§ **DOCUMENT EXTRACT**:
+===+

Urashima Taro Part 1: Platinum Smiles

From an old blog, this is part 1 an account of when I visited the US in 2006, my first visit after for 9 years of living in Japan.

January 24th, 2006

We woke up early to get the cab to the airport. The apartment had been prepared for departure, and our luggage was logically grouped so that we could concentrate on the baby and leave. Before we left, R had the idea that we should measure ourselves and write a little goal for the trip. I wrote that I would look into graduate schools; R, that she would eat something really delicious. We gave N the goal of having fun with his American relatives.

While waiting to board, I saw the pilot at Miyazaki airport open the window to wipe the windshield with a little spray bottle and rag. In system administration, there are people using paper clips to patch cables and fix keyboards, but I thought jet planes would be more... high tech and careful. Is opening that window a good idea? I thought that aviation would be an alchemy of momentum and thrust, balance and lift, but there is the pilot leaning out the window of the cockpit to clean his windshield.

We are heading to Tokyo on a plane with what appears to be about over 100 students from Nichinan Agriculture and Forestry High School. For most of them, this is probably their first trip to Tokyo and maybe even their first time on a plane.

As we waited at the gate to board, the baby was a big star. Some of the female students asked to have their pictures taken with him. I don't blame them. He is terribly cute.

In the cabin, businesspeople, jaded to the whole act of flying, read the news of the arrest of Livedoor's president Horiuchi as we lift off. Most closed their eyes or read their planners while right past their elbow was the miracle of flight. The high school students squealed and applauded at liftoff, as well they should. They have much to look forward to, both long- and short-term, as they are on their way to Tokyo, Japan's Land of Oz.

It is a shame that the business commuters continued to be unimpressed with flight, even as the shadows of clouds majestically drifted across the sea. In contrast to excited teens and jaded commuters, my 1-year-old son nursed a bit and then went right to sleep. He had no idea that we are aboard the grand machine he loves to point to in picture books. We live near the airport, and he loves to find airplanes when they pass overhead, pointing to them and saying, "airplane" and "hikouki bun-bun." Before boarding, he was enthralled by the sight of real airplanes dwarfing the people scurrying about below them. However, he did not realize that he was in one, probably because we boarded through a tunnel, not seeing the outside of the plane. It does not look the same from the inside.

As for myself, I was in another state, another place of mind. While I was enjoying the novelty of my first trip home in nine years, I was not thinking of myself or my interests and desires at all, only of the wife and child that I had to care for. I would be responsible for navigating and translating the whole time, and I had to get my mind in order.

I like to watch people, though. The business flyers carried on with their newspapers, and it was fun to catch the flight attendant reading the front page of the man in the first row... a glimpse of the human behind the uniform. I am always pleased to find these moments, to peek through the role at the person playing it: the extra dab of foundation to cover a pimple, the note written on a backhand or thumb, the fashion magazine clipping sticking out of a uniform pocket.

The fashion magazine clipping was a fun discovery. I was on a business trip to Fukuoka a long time ago, looking at Epson printers at the showroom there. The woman attending to me was perfectly ordered and polite, extremely businesslike. I was impressed at the time, because this was the big city of Fukuoka, and she was perfect - conservatively beautiful and poised, never stuttering, never pausing from her perfect speech rhythm and polite Japanese. But then I noticed a face sticking out of the pocket of her uniform. I made a joke about it being a lucky charm or photographic proof of ghosts. It turns out that she was considering making this her next hairstyle for her sister's wedding the next weekend. It was a wonderful moment, as she blushed and suddenly became a person, not a function. Her tone changed, and her polite Japanese become a little warmer, her movements a little more casual. A few levels of politeness fell away like someone peeling back layer after layer of lace curtains.

+===+

§ **MATERIAL SUPPLIED**:
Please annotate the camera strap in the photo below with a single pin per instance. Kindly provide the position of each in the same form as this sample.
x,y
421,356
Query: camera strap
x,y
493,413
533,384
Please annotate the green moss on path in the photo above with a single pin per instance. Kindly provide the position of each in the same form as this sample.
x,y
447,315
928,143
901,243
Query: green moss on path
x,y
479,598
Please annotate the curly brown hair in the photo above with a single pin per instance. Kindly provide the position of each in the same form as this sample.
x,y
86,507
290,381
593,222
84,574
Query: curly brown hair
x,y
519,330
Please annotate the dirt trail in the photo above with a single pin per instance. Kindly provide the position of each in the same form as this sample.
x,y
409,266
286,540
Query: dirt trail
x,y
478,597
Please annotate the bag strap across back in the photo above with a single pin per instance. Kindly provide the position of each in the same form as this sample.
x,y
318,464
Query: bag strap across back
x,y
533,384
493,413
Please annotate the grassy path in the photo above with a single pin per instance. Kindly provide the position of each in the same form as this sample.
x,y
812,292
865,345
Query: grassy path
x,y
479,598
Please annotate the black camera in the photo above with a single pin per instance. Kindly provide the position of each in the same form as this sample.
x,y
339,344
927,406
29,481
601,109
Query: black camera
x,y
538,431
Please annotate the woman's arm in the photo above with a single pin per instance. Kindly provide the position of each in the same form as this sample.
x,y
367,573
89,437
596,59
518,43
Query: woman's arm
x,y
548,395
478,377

+===+

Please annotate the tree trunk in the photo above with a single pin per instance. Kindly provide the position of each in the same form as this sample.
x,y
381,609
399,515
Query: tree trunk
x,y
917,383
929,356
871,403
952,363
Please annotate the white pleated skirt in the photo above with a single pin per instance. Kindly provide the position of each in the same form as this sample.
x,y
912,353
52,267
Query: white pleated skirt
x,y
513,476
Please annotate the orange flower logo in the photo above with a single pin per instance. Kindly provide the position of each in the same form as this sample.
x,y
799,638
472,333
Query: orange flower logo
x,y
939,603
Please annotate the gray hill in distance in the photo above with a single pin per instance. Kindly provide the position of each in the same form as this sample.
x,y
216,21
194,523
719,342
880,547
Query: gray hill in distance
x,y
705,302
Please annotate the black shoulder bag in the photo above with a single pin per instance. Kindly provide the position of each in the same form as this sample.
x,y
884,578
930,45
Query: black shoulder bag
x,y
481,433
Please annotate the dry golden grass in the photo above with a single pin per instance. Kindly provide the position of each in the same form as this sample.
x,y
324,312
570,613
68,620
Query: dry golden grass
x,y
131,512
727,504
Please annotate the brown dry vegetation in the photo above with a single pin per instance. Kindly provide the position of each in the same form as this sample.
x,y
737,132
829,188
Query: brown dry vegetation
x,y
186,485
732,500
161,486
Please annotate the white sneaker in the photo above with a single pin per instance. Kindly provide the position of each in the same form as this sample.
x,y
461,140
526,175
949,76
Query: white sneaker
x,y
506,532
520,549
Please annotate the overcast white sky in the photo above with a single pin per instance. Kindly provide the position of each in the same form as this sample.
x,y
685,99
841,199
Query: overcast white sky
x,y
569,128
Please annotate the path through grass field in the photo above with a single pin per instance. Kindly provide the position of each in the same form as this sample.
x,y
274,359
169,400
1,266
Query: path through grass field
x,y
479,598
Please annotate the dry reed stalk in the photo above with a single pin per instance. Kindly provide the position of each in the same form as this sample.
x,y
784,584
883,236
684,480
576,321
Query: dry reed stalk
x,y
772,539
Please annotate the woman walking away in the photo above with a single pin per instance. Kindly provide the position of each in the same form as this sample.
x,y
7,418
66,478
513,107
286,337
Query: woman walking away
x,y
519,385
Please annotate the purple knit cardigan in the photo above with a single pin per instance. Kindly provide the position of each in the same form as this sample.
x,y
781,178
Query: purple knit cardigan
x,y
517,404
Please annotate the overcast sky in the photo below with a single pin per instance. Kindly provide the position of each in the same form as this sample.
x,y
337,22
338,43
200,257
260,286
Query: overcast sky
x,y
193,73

+===+

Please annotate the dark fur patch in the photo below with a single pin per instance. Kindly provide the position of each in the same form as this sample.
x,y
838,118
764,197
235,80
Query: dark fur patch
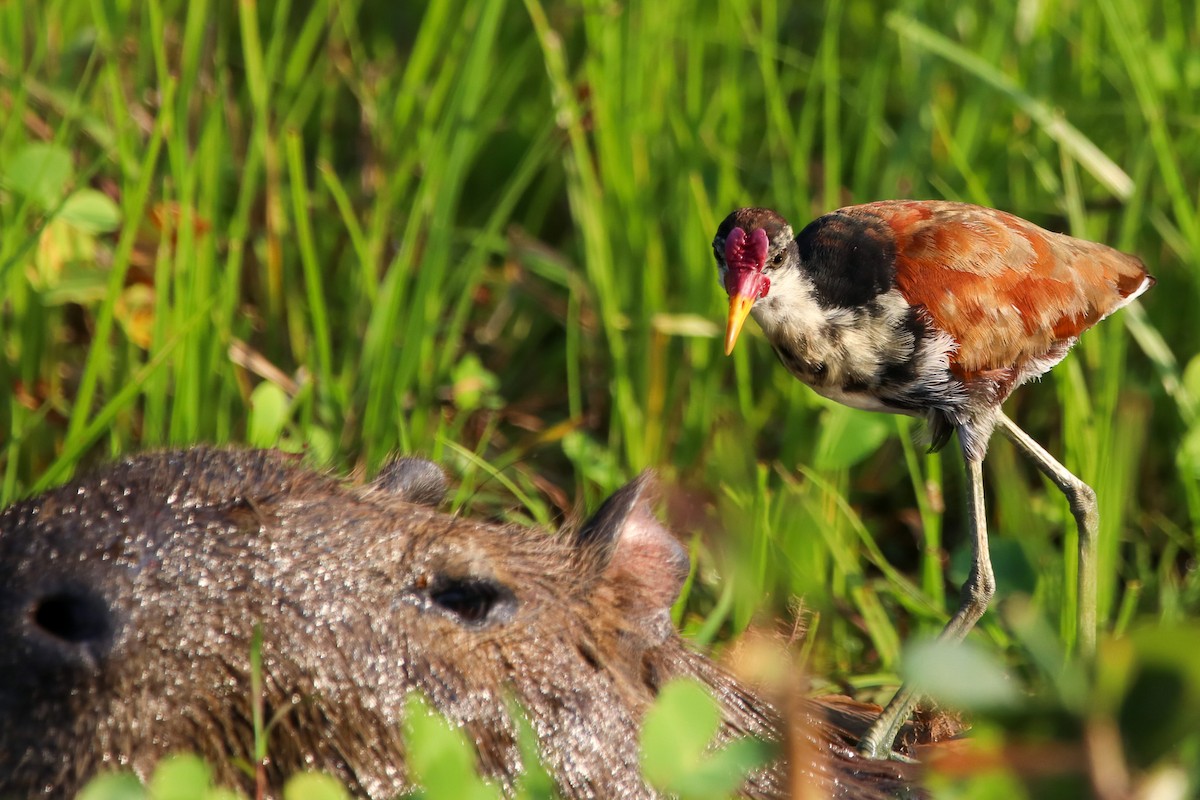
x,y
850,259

+===+

§ **TO BE DONE**:
Turn the paragraph in the travel blog post that begins "We woke up early" into a short bulleted list of its main facts. The rows are separate material with no connection to the travel blog post.

§ **EXERCISE RESPONSE**:
- They got up early to take a cab to the airport.
- The apartment was ready for departure, and the luggage was grouped so they could focus on the baby.
- Before leaving, R suggested they measure themselves and each write a goal for the trip.
- The writer's goal was to look into graduate schools, and R's was to eat something really delicious.
- N was given the goal of having fun with his American relatives.